RECORDS FOR THIS EXERCISE: Begin
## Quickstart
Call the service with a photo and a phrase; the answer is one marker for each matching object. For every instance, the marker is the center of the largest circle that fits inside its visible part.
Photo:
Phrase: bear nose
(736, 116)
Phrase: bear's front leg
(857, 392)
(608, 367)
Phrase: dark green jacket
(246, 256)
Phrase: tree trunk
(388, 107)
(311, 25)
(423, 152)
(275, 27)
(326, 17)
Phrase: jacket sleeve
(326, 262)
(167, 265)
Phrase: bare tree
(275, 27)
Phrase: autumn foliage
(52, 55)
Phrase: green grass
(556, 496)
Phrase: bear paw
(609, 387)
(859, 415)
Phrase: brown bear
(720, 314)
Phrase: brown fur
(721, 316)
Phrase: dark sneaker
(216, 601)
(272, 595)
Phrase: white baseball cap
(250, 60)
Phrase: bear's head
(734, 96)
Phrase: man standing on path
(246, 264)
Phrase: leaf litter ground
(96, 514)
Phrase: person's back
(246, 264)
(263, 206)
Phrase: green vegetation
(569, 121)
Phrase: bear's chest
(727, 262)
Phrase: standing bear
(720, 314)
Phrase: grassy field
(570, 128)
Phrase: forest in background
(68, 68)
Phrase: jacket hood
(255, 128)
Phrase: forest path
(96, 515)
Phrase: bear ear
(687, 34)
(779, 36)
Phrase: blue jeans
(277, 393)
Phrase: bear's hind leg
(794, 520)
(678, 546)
RECORDS FOR THIS EXERCISE: End
▸ **PROBLEM REQUIREMENTS**
Set down, exactly as they appear, the line holding "Phrase: standing bear" and every line after it until the records end.

▸ **WRITTEN ANSWER**
Phrase: standing bear
(720, 314)
Phrase: grassy field
(570, 128)
Phrase: forest in background
(68, 68)
Phrase: jacket hood
(255, 128)
Phrase: forest path
(96, 515)
Phrase: bear ear
(687, 34)
(779, 36)
Phrase: blue jeans
(277, 393)
Phrase: bear's hind leg
(794, 520)
(678, 546)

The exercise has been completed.